→ **DO THIS**
Copy out the data below word for word, starting with the line that contains "In this exercise you will label the roof" and ending with the final line of the data, both included.
# # # # #
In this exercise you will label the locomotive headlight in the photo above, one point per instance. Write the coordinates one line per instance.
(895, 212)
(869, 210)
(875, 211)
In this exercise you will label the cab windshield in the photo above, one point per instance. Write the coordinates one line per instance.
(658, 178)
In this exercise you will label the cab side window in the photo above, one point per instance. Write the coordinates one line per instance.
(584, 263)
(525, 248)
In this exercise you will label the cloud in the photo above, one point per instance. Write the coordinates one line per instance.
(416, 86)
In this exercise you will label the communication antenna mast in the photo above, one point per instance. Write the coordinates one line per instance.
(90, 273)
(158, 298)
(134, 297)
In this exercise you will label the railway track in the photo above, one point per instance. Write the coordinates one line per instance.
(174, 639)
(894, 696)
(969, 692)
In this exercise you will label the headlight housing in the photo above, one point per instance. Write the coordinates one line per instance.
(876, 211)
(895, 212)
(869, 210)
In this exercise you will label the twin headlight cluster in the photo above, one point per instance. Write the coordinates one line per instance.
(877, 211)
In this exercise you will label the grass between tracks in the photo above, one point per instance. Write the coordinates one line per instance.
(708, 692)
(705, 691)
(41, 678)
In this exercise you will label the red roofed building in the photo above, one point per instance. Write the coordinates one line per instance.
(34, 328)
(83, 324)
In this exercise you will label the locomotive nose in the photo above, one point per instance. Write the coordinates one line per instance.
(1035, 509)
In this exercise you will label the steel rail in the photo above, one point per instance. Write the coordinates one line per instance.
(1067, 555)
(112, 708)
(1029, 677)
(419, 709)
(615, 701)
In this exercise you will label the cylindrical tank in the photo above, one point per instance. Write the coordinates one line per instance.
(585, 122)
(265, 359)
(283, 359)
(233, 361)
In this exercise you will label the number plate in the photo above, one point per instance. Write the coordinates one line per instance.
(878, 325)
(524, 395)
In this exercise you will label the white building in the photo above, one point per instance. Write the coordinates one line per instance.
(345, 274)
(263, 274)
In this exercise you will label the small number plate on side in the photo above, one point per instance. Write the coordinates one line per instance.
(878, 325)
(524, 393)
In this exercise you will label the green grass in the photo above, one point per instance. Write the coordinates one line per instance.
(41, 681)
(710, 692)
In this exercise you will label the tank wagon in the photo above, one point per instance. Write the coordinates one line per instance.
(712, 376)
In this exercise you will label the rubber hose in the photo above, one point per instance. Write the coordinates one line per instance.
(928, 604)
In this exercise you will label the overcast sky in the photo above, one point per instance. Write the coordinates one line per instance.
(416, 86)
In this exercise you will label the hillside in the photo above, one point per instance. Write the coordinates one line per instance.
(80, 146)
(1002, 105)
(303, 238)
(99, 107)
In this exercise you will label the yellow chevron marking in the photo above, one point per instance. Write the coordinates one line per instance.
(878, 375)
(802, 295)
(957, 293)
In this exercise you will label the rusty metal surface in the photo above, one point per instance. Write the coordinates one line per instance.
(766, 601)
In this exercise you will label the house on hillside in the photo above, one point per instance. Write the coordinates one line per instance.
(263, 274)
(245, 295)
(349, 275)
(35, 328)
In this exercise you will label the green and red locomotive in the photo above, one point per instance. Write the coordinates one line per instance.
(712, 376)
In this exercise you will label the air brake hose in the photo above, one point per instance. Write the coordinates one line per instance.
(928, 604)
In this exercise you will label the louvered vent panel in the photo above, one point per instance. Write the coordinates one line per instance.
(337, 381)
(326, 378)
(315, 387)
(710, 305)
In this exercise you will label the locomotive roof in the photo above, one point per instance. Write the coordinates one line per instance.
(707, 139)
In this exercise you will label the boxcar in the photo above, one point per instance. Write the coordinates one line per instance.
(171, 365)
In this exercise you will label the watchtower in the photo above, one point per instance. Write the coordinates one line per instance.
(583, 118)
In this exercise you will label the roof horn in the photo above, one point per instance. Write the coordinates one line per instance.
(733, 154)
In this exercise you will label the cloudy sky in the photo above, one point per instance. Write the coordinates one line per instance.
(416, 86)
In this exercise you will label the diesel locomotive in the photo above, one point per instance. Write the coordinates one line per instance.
# # # # #
→ **EXERCISE OUTPUT**
In this exercise you will label the roof horn in the photo above, one point per instance. Write the coordinates one line per instance.
(733, 154)
In this exercise you will label the cloudy sky in the photo above, one point per instance. Write the coordinates one line per instance.
(416, 86)
In this exercise you will label the diesel locomotive in the photo above, one point per instance. Write the coordinates one line per instance.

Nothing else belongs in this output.